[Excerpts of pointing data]
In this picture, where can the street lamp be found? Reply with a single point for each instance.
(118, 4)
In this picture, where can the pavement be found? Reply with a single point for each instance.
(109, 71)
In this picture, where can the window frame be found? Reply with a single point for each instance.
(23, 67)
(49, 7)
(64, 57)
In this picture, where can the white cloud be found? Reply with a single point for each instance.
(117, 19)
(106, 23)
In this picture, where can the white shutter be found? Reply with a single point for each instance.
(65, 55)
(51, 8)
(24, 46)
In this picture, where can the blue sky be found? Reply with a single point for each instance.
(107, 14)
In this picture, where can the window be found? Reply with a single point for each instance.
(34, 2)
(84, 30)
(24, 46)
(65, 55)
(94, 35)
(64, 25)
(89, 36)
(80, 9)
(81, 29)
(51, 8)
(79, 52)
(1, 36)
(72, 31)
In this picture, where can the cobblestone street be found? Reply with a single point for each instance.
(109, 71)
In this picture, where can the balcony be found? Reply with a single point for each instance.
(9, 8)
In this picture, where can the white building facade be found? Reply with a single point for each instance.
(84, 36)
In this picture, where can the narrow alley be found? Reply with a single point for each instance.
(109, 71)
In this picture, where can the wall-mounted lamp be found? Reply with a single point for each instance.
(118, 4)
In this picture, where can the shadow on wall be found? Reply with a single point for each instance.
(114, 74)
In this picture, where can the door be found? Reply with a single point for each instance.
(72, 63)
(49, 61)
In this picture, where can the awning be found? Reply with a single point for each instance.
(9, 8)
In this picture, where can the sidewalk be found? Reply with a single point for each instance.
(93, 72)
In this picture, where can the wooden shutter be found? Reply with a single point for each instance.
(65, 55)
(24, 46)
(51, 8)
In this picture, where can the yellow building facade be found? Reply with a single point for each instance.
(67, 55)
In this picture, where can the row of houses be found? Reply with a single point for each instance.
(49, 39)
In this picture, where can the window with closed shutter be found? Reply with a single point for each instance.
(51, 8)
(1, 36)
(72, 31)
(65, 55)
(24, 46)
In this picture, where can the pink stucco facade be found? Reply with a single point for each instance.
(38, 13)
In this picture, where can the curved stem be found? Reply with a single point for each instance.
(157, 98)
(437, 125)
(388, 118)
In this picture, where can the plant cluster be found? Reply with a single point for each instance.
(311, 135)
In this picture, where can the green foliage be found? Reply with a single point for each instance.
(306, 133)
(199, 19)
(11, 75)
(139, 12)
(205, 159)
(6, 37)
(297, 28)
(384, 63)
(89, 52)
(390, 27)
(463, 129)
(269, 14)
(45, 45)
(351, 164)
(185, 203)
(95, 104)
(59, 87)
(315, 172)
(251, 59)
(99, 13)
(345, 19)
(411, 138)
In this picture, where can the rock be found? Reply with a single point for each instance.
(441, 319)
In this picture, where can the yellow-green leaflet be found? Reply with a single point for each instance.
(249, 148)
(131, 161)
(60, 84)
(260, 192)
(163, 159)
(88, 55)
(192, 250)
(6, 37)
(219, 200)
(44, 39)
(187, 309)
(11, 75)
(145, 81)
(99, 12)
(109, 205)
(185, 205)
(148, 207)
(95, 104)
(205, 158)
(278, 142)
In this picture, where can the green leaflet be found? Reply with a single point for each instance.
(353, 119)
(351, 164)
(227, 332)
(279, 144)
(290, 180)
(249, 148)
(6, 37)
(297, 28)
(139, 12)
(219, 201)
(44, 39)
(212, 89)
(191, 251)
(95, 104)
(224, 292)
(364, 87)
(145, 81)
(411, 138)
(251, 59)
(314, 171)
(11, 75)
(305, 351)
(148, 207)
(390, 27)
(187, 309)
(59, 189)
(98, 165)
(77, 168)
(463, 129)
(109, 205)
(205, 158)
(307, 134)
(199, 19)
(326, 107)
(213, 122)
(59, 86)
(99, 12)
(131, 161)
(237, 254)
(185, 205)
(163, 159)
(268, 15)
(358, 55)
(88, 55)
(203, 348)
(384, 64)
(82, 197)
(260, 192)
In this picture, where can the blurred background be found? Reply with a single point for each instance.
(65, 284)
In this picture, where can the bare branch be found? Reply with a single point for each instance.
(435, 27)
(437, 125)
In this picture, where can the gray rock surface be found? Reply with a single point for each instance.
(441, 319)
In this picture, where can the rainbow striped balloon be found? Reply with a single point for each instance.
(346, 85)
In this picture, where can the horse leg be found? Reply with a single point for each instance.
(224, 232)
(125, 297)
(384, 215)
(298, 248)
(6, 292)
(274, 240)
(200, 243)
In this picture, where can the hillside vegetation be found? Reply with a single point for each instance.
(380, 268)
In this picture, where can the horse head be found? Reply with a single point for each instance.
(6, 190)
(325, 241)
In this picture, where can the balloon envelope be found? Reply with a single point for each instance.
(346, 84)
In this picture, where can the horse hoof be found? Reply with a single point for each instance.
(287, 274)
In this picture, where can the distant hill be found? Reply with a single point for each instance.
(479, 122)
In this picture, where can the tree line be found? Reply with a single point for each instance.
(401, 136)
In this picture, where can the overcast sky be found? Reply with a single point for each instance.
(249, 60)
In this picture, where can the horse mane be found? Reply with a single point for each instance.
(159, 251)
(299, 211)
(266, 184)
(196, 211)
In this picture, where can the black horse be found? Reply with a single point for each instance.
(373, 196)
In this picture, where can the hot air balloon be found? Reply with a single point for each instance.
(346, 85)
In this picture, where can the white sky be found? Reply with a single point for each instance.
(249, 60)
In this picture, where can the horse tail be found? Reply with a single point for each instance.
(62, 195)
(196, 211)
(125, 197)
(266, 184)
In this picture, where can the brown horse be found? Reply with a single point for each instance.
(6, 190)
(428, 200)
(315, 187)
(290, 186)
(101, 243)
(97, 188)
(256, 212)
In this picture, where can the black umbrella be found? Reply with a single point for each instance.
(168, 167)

== What the task requires ==
Repeat exactly, and only, the lines from the line containing "In this picture, where can the horse head" through the last line of the records above, both included.

== Correct response ==
In this picture, where can the horse head be found? Reply with a single point for each instance.
(6, 190)
(325, 241)
In this picture, where can the balloon envelope be found? Reply with a single point for each instance.
(346, 84)
In this picture, where can the horse hoof be found? Reply with a single point for each instance.
(287, 274)
In this picture, where can the distant hill be found? Reply with a single point for each instance.
(479, 122)
In this picture, where can the tree line be found? Reply with a single point for each instance.
(401, 136)
In this picture, where can the overcast sky be found? Reply with a single point for each instance.
(249, 60)
In this picture, where can the horse mane be found? Reply with a single point for each instance.
(159, 251)
(299, 211)
(266, 184)
(196, 211)
In this picture, where can the black horse be found? Reply with a single point for each instance.
(373, 196)
In this picture, where can the hot air balloon be found? Reply with a single point for each instance.
(346, 85)
In this picture, where can the white sky be found? Reply with a single point for each instance.
(249, 60)
In this picture, where can the horse tail be found? Reply with a single point for each instance.
(62, 195)
(196, 211)
(125, 197)
(266, 184)
In this picture, where can the brown horse be found? Reply with a single point for each instance.
(6, 190)
(428, 200)
(315, 187)
(290, 186)
(101, 243)
(97, 188)
(256, 212)
In this picture, where can the black umbrella be found? Reply with a single point for each instance.
(168, 167)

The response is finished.